TEXTE:
Si le régime « pré-industriel » permettait d’augmenter l’abondance de L. reuteri PB-W1 dans les jours suivant l’administration, l’implantation n’était que transitoire car la bactérie devenait rapidement indétectable (sauf chez un sujet). Autrement dit, le régime pré-industriel ne permettait pas l’installation durable de L. reuteri dans le microbiote. En revanche, ce régime induisait des modifications dans les communautés bactériennes présentes, avec une augmentation globale d’espèces généralement associées à la santé (des genres Bifidobacterium, Faecalibacterium, etc.) et une diminution d’espèces pro-inflammatoires telles que Bilophila wadsworthia. Toutefois, derrière ces tendances générales, des différences inter-individuelles notables étaient observées : par exemple, les changements de l’abondance relative de Bifidobacterium induits par le régime variaient de -12 % à + 760 % par rapport au début de l’étude, selon les sujets.
Le régime « pré-industriel » entraînait également une réduction de la diversité du microbiote, un résultat qui a surpris les chercheurs mais qui pourrait s’expliquer par la disparition d’espèces peu adaptées aux nouvelles conditions écologiques générées par le régime « préindustriel » (pH faible, fortes teneurs en acides gras à chaîne courte…). En dépit de la perte de diversité, le régime préindustriel conduisait à une augmentation de la stabilité du microbiote et à une augmentation des interactions entres espèces, deux paramètres généralement considérés comme des marqueurs d’un microbiote en bonne santé.
Le rétablissement de propriétés métaboliques essentielles du microbiote
Surtout, des propriétés métaboliques du microbiote classiquement affectées par le mode de vie industrialisé et associées aux maladies non transmissibles étaient rétablies par le régime pré industriel : capacité de fermentation et production d’acides gras à chaîne courte augmentées ; potentiel de dégradation du mucus intestinal réduit….
Or ces effets du régime sur les fonctionnalités du microbiote étaient associés aux nombreux bénéfices cardiométaboliques observés chez les sujets tels que la perte de poids (alors que la ration était calculée pour couvrir les besoins énergétiques des sujets : la perte de poids pourrait alors être liée à la biodisponibilité réduite des macronutriments dans le régime riche en fibres), ainsi qu’une réduction du cholestérol LDL, de la glycémie à jeun, et d’un marqueur inflammatoire (protéine C réactive ou CRP). Des modélisations prenant comme donnée d’entrée les modifications induites dans la composition du microbiote et de ses fonctionnalités sous l’effet du régime permettait de prédire efficacement les effets cardiométaboliques obtenus.

CONSIGNE:
Selon le texte sur le régime pré-industriel et le microbiote, quelle espèce pro-inflammatoire voit son abondance diminuer sous l'effet de ce régime ?

JEU DE DONNÉES:

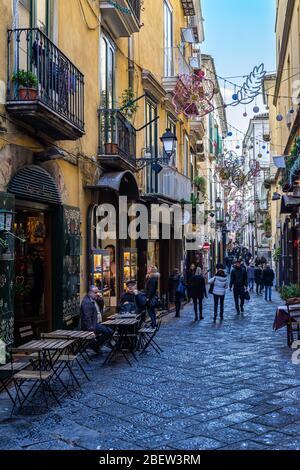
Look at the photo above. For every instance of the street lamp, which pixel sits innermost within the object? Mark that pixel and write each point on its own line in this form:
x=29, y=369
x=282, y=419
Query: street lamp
x=6, y=218
x=169, y=140
x=218, y=203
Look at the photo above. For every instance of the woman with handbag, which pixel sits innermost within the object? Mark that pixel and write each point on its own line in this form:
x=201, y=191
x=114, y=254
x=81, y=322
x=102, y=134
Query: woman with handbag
x=198, y=292
x=177, y=290
x=151, y=288
x=218, y=287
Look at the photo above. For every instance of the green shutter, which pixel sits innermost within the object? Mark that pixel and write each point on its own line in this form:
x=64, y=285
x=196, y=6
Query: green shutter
x=7, y=201
x=67, y=265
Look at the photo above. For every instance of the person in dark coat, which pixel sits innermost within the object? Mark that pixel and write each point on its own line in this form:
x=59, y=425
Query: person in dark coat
x=268, y=277
x=89, y=311
x=198, y=292
x=174, y=295
x=190, y=274
x=151, y=291
x=258, y=279
x=239, y=283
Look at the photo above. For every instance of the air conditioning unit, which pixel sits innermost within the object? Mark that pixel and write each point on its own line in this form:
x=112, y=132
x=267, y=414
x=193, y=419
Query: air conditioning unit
x=188, y=35
x=195, y=62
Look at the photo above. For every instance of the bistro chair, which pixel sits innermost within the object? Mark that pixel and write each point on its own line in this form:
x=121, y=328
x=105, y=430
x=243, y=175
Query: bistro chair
x=147, y=336
x=293, y=323
x=26, y=334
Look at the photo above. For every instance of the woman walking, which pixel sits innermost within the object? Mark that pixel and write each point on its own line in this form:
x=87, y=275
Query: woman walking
x=151, y=288
x=198, y=292
x=220, y=285
x=177, y=290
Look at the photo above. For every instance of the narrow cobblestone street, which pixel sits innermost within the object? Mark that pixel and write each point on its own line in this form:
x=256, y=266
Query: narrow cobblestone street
x=223, y=386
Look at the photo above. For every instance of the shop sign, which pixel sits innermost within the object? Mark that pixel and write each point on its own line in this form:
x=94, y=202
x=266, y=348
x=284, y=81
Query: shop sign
x=2, y=352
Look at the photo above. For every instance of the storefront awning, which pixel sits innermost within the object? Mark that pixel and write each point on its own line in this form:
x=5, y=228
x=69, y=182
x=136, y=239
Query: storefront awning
x=123, y=183
x=289, y=203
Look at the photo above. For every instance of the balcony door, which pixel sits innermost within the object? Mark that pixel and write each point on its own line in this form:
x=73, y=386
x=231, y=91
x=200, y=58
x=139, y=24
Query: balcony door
x=107, y=73
x=151, y=145
x=36, y=14
x=168, y=40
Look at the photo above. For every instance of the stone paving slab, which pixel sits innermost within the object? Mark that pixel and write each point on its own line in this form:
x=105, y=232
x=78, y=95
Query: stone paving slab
x=226, y=386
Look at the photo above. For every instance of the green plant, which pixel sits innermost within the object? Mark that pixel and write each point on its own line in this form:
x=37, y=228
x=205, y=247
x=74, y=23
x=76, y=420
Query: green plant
x=289, y=292
x=128, y=105
x=277, y=255
x=200, y=183
x=25, y=79
x=267, y=224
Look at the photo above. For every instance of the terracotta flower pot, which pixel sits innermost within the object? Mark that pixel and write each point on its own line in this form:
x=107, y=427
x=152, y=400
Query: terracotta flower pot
x=29, y=94
x=111, y=149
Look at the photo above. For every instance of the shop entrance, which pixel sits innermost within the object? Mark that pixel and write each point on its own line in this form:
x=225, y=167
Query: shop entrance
x=33, y=267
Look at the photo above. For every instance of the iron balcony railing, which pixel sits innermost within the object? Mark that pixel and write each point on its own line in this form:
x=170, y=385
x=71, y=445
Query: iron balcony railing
x=169, y=183
x=39, y=71
x=117, y=136
x=135, y=6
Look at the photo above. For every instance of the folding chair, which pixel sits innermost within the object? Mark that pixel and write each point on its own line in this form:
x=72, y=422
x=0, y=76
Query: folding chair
x=6, y=377
x=26, y=334
x=147, y=335
x=293, y=323
x=40, y=379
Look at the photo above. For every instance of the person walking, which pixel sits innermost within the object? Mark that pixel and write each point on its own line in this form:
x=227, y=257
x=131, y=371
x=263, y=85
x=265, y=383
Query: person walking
x=91, y=319
x=251, y=277
x=177, y=289
x=239, y=283
x=220, y=285
x=268, y=277
x=151, y=288
x=190, y=274
x=198, y=292
x=258, y=279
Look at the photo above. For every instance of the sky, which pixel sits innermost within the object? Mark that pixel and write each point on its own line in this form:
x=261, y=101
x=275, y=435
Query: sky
x=239, y=34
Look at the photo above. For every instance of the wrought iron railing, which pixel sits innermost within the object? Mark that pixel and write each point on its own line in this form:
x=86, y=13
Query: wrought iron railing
x=169, y=183
x=117, y=136
x=135, y=6
x=38, y=70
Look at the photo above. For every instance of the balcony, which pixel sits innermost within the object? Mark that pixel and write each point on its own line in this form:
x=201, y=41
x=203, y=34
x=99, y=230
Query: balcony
x=175, y=64
x=44, y=88
x=117, y=141
x=122, y=18
x=188, y=7
x=169, y=184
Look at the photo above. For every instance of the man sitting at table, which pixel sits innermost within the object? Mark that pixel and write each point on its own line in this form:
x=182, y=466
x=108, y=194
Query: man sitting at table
x=91, y=319
x=132, y=301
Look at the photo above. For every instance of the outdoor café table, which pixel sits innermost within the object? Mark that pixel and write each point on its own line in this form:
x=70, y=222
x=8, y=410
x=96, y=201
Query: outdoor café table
x=48, y=350
x=81, y=339
x=283, y=319
x=123, y=326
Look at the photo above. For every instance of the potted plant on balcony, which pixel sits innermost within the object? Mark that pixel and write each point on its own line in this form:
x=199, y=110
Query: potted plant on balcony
x=27, y=85
x=128, y=105
x=200, y=183
x=268, y=227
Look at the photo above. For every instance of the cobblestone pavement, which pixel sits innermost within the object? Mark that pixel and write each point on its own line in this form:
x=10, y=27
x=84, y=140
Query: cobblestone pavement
x=223, y=386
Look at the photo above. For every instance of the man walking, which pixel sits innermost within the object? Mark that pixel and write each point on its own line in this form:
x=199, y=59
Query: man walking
x=268, y=280
x=251, y=277
x=239, y=283
x=90, y=319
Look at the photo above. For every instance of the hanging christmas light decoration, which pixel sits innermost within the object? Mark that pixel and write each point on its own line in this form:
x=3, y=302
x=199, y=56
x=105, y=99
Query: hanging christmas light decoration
x=252, y=86
x=193, y=95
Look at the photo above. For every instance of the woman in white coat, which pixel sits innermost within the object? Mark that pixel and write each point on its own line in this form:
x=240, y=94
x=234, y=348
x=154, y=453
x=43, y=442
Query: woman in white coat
x=220, y=285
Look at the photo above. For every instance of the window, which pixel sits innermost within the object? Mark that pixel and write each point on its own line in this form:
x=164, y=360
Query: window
x=186, y=155
x=36, y=14
x=168, y=40
x=171, y=124
x=107, y=73
x=151, y=144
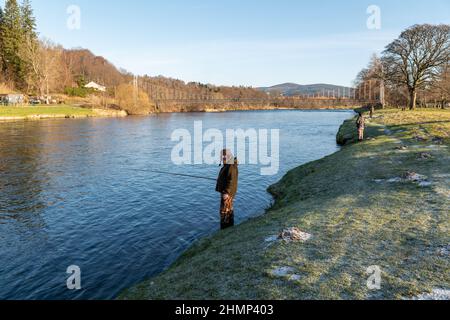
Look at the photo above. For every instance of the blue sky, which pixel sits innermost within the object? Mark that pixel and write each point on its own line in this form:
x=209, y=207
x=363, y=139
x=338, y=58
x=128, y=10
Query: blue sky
x=256, y=43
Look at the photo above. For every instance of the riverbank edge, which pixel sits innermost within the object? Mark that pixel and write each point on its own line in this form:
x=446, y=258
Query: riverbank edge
x=93, y=113
x=176, y=282
x=108, y=113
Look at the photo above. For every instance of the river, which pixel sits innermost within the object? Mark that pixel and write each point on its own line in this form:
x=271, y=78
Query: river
x=82, y=192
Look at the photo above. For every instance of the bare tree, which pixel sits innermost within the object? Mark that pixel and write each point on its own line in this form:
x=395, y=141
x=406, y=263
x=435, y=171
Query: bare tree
x=417, y=58
x=46, y=65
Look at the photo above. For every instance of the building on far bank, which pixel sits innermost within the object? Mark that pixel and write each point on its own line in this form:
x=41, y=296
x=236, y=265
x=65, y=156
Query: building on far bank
x=12, y=99
x=95, y=86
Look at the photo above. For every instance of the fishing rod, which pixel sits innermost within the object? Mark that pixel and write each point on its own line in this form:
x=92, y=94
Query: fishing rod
x=176, y=174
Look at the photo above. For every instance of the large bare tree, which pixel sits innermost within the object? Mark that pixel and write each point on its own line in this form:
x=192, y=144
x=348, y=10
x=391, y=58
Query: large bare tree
x=417, y=58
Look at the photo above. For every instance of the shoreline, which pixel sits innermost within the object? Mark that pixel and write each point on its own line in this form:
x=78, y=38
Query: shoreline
x=249, y=261
x=108, y=113
x=29, y=113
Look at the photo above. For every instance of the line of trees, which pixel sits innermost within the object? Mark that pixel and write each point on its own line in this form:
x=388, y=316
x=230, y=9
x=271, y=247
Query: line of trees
x=417, y=64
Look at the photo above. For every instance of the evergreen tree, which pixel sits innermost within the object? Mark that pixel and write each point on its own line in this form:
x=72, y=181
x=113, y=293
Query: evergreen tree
x=1, y=46
x=29, y=43
x=11, y=35
x=28, y=20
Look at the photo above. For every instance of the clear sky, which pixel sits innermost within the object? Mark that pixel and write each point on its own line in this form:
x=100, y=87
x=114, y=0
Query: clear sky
x=240, y=42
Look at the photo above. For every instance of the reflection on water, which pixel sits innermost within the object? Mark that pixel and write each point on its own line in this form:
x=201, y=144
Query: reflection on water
x=77, y=193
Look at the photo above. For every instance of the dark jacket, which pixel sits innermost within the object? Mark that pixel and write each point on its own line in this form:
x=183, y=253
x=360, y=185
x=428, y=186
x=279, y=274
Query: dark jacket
x=361, y=122
x=227, y=182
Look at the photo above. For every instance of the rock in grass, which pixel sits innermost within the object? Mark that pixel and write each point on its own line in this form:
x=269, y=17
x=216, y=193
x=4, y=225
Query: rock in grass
x=282, y=271
x=294, y=235
x=425, y=156
x=414, y=177
x=436, y=294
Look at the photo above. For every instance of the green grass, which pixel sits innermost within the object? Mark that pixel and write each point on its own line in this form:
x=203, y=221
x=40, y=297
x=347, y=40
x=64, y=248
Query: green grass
x=60, y=110
x=356, y=222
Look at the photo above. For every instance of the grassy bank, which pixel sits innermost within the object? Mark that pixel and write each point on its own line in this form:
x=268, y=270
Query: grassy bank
x=45, y=112
x=361, y=209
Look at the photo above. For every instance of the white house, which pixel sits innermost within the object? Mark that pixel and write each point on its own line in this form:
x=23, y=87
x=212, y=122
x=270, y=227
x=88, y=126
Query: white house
x=95, y=86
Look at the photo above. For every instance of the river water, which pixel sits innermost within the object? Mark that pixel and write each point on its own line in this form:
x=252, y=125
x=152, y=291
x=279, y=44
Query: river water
x=81, y=192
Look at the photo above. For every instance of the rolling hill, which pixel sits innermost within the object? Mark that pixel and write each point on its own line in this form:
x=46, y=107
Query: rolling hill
x=293, y=89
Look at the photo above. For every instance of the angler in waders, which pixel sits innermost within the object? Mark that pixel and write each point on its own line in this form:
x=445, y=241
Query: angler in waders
x=361, y=125
x=227, y=184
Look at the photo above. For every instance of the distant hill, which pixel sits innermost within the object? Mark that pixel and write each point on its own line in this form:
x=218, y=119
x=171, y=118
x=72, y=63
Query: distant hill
x=293, y=89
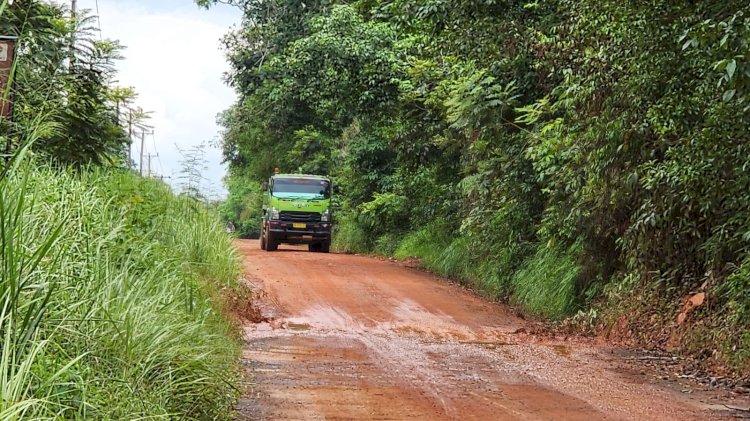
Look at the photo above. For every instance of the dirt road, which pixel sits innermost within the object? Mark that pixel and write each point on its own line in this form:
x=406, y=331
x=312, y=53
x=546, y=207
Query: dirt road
x=350, y=337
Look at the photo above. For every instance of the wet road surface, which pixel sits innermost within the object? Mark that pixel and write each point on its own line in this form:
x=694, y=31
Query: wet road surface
x=352, y=337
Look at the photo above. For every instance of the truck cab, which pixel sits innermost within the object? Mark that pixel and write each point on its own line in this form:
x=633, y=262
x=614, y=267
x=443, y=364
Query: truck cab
x=297, y=210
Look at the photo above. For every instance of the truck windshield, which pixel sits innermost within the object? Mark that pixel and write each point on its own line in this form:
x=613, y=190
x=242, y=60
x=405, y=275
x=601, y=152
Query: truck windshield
x=301, y=188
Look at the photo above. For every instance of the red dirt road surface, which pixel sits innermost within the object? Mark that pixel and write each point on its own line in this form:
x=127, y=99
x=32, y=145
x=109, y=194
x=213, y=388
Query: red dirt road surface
x=351, y=337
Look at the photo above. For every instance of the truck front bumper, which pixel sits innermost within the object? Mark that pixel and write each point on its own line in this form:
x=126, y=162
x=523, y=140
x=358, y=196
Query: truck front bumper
x=295, y=233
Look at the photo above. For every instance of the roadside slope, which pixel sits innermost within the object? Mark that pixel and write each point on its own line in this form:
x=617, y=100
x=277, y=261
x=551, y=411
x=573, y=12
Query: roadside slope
x=350, y=337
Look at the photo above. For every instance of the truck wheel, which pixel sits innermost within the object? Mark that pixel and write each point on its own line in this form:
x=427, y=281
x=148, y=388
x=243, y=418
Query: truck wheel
x=271, y=244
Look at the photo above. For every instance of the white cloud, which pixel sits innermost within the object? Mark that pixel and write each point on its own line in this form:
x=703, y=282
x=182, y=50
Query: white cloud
x=175, y=62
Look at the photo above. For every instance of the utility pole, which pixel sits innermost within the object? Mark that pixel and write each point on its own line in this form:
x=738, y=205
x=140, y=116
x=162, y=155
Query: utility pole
x=143, y=141
x=130, y=139
x=73, y=19
x=149, y=162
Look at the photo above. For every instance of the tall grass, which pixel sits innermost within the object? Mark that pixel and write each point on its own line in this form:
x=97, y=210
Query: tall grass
x=546, y=285
x=108, y=289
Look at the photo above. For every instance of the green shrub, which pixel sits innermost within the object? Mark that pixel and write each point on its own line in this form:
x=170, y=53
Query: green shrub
x=546, y=285
x=349, y=237
x=109, y=289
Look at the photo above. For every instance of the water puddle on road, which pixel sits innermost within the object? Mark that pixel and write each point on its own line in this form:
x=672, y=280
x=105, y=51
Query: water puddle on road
x=298, y=327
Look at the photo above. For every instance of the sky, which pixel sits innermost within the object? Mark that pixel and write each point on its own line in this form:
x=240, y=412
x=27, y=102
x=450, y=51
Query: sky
x=175, y=62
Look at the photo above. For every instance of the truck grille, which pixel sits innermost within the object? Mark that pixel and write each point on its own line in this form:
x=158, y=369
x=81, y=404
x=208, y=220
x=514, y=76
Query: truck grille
x=300, y=216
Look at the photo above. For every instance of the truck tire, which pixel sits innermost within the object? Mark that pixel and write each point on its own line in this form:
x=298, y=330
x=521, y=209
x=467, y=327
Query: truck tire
x=271, y=244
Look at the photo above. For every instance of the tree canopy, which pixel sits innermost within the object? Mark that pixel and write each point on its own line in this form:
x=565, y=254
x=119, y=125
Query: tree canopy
x=520, y=135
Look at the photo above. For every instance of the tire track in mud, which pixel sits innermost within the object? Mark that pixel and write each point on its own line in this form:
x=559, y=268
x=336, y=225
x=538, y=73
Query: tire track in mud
x=350, y=337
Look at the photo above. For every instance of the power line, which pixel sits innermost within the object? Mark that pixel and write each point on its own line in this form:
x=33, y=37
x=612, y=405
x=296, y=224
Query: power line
x=99, y=21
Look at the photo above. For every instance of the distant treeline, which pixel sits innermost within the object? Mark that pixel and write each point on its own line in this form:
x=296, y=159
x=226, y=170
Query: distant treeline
x=567, y=155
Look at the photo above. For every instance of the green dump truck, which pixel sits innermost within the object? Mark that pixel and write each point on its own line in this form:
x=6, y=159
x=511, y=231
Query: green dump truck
x=297, y=210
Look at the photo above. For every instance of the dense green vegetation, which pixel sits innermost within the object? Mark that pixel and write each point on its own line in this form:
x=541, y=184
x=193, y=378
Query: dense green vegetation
x=110, y=285
x=563, y=154
x=110, y=288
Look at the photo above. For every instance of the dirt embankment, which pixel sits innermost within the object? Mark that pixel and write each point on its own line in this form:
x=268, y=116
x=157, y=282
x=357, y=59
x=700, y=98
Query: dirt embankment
x=349, y=337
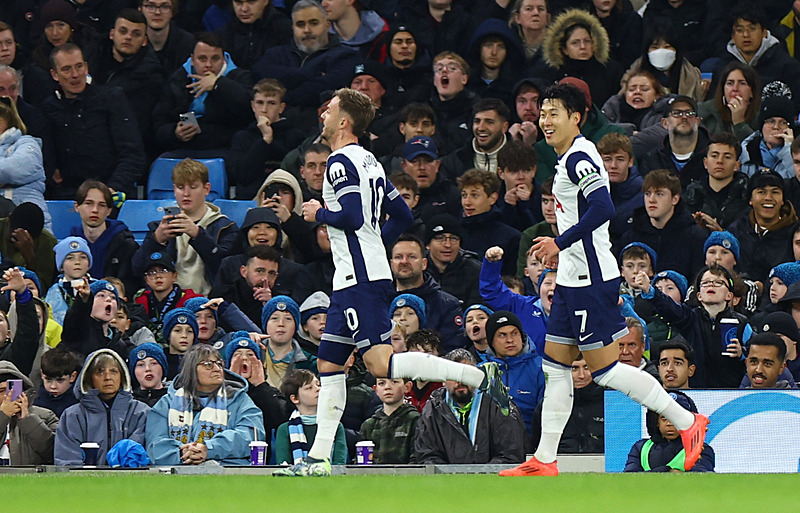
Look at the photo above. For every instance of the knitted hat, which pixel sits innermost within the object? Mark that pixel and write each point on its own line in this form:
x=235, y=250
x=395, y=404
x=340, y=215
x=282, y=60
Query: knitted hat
x=178, y=316
x=151, y=350
x=781, y=323
x=159, y=259
x=500, y=319
x=27, y=273
x=677, y=278
x=58, y=10
x=97, y=286
x=414, y=302
x=240, y=340
x=282, y=303
x=420, y=145
x=71, y=245
x=725, y=239
x=787, y=272
x=441, y=224
x=777, y=107
x=318, y=302
x=650, y=251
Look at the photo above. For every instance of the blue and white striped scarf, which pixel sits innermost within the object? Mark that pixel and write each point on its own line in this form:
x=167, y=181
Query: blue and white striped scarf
x=212, y=419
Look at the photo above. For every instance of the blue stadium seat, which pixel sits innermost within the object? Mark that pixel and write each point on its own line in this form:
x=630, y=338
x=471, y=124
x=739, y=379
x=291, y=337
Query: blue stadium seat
x=137, y=213
x=64, y=217
x=159, y=182
x=235, y=209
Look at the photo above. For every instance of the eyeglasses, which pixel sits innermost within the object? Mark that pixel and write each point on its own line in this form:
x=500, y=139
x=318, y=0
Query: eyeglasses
x=682, y=113
x=451, y=68
x=157, y=8
x=157, y=272
x=777, y=123
x=210, y=364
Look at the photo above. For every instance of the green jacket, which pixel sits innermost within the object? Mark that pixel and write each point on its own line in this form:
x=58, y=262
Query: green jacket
x=594, y=129
x=393, y=434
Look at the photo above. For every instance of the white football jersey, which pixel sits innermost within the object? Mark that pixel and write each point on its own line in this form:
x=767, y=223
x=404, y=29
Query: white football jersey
x=580, y=172
x=358, y=256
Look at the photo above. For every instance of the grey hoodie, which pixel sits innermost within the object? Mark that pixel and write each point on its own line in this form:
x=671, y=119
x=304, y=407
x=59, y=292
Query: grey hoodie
x=92, y=420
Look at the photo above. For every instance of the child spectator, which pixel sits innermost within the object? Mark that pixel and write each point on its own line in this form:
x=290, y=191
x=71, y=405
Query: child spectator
x=313, y=316
x=295, y=437
x=148, y=365
x=408, y=310
x=106, y=413
x=392, y=428
x=423, y=341
x=73, y=260
x=162, y=293
x=59, y=371
x=180, y=332
x=663, y=451
x=718, y=353
x=634, y=258
x=27, y=431
x=475, y=317
x=87, y=325
x=280, y=319
x=482, y=221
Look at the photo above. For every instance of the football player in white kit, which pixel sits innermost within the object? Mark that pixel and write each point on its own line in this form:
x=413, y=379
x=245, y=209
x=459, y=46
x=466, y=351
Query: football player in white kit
x=585, y=317
x=356, y=192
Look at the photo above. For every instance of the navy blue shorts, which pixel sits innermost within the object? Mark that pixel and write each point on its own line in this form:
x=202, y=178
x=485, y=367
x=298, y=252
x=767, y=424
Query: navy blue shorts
x=587, y=317
x=357, y=317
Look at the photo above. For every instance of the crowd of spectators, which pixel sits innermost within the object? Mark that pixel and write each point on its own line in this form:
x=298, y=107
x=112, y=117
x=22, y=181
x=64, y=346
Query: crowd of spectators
x=185, y=347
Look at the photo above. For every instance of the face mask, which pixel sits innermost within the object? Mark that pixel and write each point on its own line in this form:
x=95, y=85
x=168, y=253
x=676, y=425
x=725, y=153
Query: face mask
x=662, y=58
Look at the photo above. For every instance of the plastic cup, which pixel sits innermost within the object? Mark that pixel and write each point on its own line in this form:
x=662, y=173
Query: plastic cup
x=258, y=453
x=364, y=452
x=89, y=451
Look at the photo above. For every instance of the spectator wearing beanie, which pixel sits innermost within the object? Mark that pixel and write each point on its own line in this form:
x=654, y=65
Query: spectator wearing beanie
x=455, y=268
x=24, y=241
x=61, y=294
x=522, y=369
x=770, y=146
x=149, y=376
x=243, y=357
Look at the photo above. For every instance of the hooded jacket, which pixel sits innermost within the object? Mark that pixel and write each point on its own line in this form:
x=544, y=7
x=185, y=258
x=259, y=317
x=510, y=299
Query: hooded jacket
x=112, y=253
x=442, y=440
x=94, y=420
x=229, y=447
x=32, y=436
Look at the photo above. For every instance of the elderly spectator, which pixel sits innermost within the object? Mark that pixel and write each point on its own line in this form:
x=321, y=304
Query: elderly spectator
x=106, y=413
x=206, y=415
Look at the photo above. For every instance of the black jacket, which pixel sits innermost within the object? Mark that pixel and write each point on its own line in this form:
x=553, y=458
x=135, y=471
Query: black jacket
x=97, y=137
x=247, y=42
x=227, y=110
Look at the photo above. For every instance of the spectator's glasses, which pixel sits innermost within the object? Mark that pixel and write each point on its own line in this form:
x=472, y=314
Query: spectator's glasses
x=682, y=113
x=157, y=7
x=157, y=272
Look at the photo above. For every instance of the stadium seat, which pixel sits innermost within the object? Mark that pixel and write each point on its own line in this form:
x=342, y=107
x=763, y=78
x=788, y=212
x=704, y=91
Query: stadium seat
x=159, y=182
x=137, y=213
x=235, y=209
x=64, y=217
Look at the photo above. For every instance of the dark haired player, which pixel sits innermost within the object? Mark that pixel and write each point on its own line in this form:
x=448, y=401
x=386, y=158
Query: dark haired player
x=584, y=316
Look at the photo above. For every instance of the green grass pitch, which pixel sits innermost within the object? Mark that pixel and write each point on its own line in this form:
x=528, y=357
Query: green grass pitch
x=617, y=493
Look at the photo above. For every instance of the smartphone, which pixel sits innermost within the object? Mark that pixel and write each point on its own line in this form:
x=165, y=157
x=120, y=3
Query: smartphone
x=15, y=385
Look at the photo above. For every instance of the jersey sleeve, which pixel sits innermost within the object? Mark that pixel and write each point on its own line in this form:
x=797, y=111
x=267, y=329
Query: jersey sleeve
x=342, y=175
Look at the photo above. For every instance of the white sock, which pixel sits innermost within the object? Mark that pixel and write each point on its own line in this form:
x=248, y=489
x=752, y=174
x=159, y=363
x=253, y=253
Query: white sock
x=645, y=390
x=556, y=409
x=426, y=367
x=330, y=407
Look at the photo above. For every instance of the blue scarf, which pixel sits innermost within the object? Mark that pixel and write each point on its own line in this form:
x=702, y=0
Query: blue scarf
x=199, y=104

RÉPONSE PRODUITE:
Bilophila wadsworthia.